• GIVEN REQUEST 1
Return every line of the records that contains the word "background".

• TEXT EXCERPT
^^^^^^^^

Surprise icon indicating copy to clipboard operation
Surprise copied to clipboard

Fix Dataset builder pattern. Decouple Dataset and reader.

Open Sklavit opened this issue 7 years ago • 6 comments

Sklavit avatar Jan 24 '18 13:01 Sklavit

I agree that design for this part could be improved a lot. Could you please give details about the PR? Also all tests seem to be failing?

NicolasHug avatar Jan 27 '18 07:01 NicolasHug

  1. What do you mean by "the PR"?
  2. Yes, I will fix tests.

Sklavit avatar Jan 29 '18 08:01 Sklavit

PR = Pull Request. The question is: what changes are you proposing?

NicolasHug avatar Jan 29 '18 08:01 NicolasHug

Fastfix reader call in PredefinedKFold.split. Actually, reader should not be called from PredefinedKFold.split because it leads to extra coupling. So I think a bit more redesign is needed. I will check it in a bt later.

Sklavit avatar Jan 29 '18 09:01 Sklavit

If the changes only affect Dataset.split() then it's probably not worth spending too much time on it: the split() method is deprecated and replaced by the use of CV iterators.

^^^^^^^^

• PROVIDED DATA
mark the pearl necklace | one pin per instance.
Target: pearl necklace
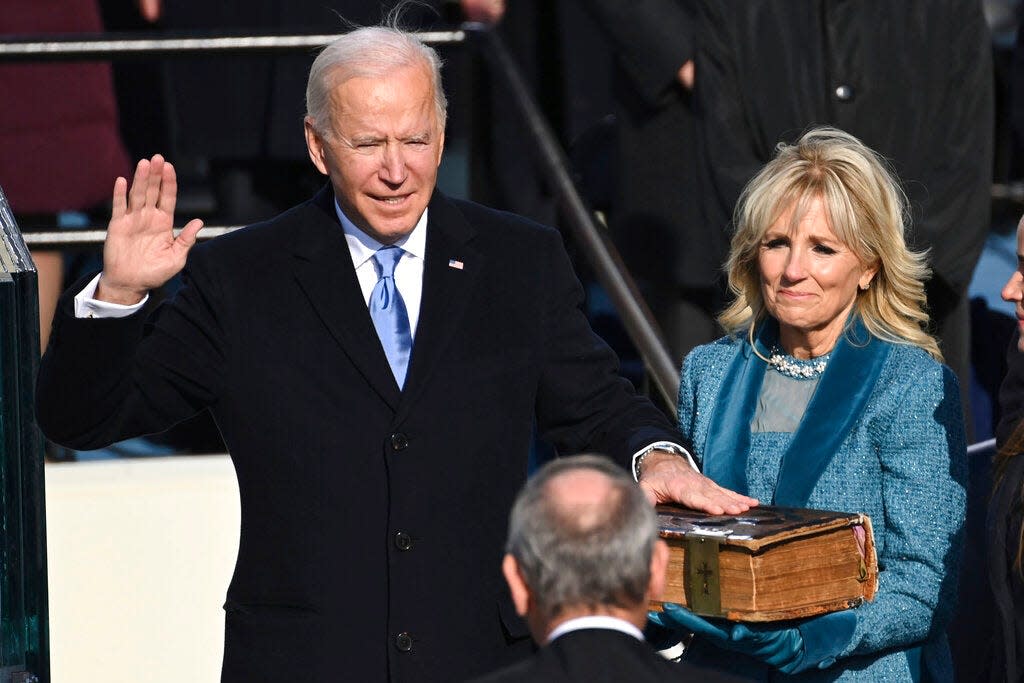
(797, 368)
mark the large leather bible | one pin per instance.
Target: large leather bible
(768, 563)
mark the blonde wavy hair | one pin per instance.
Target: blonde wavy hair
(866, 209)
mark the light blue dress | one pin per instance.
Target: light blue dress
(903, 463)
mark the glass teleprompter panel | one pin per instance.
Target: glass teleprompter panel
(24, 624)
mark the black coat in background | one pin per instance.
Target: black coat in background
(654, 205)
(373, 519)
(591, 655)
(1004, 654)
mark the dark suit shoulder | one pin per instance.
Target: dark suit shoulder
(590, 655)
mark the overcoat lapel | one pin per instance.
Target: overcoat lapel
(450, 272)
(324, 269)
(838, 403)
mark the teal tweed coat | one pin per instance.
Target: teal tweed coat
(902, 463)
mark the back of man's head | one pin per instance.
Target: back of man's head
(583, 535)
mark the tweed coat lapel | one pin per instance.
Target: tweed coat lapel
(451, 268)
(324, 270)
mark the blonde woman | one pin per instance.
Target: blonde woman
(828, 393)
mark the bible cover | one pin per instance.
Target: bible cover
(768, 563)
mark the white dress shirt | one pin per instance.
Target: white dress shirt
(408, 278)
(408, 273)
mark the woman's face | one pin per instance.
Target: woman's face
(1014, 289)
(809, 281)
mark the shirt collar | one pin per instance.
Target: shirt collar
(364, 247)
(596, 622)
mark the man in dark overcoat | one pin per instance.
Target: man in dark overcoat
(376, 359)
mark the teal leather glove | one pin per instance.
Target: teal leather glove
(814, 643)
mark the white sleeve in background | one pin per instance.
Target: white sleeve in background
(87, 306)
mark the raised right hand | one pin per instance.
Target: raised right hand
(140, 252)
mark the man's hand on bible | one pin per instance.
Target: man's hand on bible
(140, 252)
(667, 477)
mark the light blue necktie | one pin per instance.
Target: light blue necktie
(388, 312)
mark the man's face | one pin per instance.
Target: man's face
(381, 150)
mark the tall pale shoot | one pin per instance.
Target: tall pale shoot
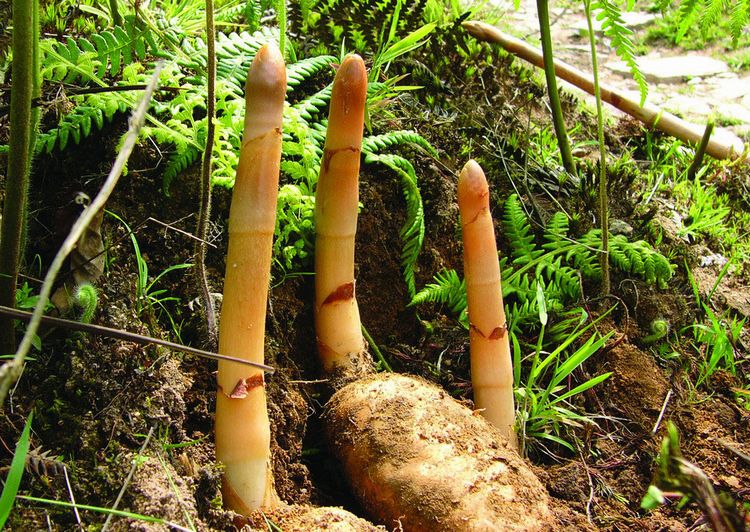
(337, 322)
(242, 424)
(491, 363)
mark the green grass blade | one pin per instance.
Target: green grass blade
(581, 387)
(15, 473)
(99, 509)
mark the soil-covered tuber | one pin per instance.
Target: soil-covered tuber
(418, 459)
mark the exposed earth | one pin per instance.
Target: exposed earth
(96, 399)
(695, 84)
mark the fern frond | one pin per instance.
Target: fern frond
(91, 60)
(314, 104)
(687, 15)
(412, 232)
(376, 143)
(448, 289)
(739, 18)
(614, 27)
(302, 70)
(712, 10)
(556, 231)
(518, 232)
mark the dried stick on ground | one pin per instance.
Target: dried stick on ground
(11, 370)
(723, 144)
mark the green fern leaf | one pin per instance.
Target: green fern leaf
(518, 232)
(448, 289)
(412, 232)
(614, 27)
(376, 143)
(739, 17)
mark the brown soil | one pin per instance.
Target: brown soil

^^^^^^^^

• GIVEN REQUEST 2
List every date-and-time stamp that appears in the forum thread, in the order it appears.

• RESULT 1
mark the black coat in background | one pin per instance.
Target: black coat in background
mark the white sleeve in background | one pin per instance.
Target: white sleeve in background

• RESULT 2
Jan 24 '18 13:01
Jan 27 '18 07:01
Jan 29 '18 08:01
Jan 29 '18 08:01
Jan 29 '18 09:01